-- GIVEN ENTRIES follows --

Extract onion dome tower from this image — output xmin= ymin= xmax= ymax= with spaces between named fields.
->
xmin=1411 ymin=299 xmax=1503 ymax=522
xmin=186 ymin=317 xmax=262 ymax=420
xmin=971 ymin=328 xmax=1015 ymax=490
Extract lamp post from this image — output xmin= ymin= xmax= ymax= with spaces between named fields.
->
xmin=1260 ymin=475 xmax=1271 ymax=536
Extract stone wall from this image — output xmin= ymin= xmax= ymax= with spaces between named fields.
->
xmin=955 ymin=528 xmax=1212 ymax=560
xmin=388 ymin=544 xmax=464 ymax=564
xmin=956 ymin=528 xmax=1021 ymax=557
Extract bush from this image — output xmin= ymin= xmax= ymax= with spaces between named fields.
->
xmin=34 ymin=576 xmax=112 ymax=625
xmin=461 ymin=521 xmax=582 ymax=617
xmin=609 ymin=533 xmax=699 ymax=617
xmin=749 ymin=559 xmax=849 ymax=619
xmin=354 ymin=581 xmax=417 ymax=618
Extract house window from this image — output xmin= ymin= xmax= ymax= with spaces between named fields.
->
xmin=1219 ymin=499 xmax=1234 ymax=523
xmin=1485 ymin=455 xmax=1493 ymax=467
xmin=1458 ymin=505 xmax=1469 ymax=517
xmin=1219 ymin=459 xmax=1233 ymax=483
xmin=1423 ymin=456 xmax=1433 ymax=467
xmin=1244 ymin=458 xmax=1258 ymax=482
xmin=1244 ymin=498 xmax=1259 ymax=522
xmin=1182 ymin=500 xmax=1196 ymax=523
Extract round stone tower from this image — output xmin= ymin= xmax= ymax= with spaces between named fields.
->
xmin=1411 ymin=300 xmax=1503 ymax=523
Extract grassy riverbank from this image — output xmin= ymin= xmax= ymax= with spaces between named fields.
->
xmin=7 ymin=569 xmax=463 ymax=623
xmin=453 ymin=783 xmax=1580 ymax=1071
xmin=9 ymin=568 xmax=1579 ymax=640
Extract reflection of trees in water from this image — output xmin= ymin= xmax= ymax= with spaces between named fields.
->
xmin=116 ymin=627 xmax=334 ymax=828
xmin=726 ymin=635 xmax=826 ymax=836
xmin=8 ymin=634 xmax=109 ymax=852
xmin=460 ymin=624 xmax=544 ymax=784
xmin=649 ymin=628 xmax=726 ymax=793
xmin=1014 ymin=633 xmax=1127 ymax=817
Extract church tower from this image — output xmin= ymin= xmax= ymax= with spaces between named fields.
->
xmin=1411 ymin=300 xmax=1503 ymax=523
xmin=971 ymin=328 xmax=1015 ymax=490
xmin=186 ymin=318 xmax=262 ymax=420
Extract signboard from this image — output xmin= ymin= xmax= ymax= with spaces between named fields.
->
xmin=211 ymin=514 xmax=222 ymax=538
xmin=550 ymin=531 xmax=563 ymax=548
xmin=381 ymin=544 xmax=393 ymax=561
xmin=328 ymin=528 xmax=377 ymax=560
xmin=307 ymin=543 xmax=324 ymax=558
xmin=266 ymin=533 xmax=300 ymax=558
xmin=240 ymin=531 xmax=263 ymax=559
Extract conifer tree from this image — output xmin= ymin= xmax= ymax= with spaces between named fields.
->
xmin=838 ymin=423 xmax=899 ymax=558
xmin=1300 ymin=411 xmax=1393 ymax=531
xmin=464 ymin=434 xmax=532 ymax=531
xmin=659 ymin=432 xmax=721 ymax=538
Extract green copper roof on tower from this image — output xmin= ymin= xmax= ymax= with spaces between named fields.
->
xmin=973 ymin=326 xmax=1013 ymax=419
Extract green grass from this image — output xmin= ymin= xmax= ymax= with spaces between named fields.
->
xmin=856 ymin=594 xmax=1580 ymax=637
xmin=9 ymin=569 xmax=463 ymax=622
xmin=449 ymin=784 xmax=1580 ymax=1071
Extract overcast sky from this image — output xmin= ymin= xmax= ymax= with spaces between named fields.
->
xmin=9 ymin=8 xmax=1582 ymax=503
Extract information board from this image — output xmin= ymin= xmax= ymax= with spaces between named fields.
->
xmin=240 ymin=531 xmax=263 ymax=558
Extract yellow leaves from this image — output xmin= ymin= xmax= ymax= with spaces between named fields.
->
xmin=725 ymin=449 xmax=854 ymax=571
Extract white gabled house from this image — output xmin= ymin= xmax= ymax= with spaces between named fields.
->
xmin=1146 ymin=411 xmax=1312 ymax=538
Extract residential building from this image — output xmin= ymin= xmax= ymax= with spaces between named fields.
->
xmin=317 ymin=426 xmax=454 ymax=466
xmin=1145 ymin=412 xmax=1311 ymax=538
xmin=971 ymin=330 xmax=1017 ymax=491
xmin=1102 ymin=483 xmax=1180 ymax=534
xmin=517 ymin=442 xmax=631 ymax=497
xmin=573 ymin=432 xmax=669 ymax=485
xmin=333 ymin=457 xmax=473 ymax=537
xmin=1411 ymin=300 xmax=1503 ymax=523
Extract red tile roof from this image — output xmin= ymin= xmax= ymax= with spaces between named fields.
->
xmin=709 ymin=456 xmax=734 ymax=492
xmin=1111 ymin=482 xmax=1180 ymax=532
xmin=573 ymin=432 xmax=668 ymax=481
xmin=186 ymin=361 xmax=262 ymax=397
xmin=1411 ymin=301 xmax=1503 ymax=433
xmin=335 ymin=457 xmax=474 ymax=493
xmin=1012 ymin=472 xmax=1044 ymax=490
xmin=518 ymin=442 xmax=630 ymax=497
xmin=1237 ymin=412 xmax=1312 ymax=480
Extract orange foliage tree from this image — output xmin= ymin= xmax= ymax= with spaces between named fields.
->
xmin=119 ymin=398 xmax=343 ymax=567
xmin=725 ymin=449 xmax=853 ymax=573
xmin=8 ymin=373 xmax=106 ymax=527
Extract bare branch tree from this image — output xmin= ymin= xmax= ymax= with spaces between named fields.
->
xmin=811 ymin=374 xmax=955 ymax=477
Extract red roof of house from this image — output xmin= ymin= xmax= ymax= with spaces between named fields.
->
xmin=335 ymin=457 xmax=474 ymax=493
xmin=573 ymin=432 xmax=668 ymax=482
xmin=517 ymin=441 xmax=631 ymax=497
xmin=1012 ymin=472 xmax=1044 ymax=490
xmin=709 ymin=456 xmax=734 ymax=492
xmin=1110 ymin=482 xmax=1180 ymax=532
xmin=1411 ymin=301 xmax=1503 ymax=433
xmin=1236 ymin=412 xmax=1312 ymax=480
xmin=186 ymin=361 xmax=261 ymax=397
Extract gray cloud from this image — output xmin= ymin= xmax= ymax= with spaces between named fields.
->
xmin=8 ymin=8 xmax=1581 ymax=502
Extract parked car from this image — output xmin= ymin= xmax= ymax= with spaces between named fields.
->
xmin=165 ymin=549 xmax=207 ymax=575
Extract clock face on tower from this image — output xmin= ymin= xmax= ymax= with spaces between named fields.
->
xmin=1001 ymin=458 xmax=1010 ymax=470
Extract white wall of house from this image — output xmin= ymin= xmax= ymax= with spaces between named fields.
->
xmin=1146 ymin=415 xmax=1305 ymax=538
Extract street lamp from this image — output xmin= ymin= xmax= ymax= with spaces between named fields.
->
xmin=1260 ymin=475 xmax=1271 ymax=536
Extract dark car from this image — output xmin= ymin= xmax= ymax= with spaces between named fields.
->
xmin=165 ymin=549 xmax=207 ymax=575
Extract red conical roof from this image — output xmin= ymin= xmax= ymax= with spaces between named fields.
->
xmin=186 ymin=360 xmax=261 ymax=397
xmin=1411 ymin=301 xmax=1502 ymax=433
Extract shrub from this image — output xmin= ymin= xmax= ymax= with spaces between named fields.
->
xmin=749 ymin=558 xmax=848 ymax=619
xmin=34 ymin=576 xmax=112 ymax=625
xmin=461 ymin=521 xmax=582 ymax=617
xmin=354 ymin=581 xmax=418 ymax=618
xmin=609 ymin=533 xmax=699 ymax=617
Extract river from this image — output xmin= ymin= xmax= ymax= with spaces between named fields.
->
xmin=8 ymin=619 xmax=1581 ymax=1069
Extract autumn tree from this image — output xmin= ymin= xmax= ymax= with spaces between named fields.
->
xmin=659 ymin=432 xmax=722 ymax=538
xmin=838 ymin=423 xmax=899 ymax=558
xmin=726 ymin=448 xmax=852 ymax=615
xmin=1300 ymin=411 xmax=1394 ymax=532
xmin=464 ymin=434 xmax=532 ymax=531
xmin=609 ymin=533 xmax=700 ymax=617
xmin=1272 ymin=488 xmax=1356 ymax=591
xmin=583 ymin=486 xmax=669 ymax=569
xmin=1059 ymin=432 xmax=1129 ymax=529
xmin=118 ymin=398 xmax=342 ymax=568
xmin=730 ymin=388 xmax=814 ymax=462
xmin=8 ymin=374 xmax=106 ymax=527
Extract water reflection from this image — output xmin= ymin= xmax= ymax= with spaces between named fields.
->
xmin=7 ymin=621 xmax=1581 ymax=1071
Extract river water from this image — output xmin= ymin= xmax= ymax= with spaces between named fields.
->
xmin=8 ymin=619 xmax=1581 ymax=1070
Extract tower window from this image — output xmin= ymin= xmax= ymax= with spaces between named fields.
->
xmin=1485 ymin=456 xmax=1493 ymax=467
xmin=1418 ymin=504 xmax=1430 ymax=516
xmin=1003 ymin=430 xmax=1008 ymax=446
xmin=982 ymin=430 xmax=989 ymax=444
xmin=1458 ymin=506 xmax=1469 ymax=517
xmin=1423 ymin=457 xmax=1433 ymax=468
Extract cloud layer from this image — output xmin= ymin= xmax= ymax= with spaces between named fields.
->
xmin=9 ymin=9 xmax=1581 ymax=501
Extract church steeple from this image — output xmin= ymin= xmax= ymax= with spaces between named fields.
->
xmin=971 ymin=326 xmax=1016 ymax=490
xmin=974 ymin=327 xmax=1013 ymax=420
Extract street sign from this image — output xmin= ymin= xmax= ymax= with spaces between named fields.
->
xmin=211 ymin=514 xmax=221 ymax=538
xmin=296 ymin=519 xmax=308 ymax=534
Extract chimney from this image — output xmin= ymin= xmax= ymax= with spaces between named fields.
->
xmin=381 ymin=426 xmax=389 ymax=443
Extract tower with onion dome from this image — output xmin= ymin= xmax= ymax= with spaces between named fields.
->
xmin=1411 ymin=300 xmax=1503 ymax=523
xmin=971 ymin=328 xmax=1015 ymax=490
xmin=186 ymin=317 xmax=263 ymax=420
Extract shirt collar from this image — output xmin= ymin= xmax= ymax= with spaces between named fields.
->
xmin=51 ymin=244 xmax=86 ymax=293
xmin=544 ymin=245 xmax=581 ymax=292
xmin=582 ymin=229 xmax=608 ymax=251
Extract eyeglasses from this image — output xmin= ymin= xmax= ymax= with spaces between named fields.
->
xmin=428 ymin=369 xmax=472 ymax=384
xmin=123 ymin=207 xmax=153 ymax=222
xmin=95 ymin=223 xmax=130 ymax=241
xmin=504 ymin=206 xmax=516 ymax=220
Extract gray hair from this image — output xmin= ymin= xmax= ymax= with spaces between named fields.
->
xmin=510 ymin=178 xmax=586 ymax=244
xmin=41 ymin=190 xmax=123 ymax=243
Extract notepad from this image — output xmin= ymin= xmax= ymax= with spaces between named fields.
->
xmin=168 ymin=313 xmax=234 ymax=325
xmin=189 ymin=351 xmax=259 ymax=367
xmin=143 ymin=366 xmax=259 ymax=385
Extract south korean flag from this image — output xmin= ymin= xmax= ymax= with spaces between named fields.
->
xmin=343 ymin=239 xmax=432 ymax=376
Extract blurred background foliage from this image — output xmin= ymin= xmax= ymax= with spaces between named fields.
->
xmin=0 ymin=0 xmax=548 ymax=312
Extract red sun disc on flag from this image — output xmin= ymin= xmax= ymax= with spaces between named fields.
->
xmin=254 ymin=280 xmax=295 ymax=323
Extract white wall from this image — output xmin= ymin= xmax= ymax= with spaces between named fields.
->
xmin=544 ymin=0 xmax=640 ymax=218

-- GIVEN ENTRIES concluded --

• **YOUR TASK**: A single number is the answer: how many lines in the records above contain the word "reflection".

• **EXERCISE OUTPUT**: 2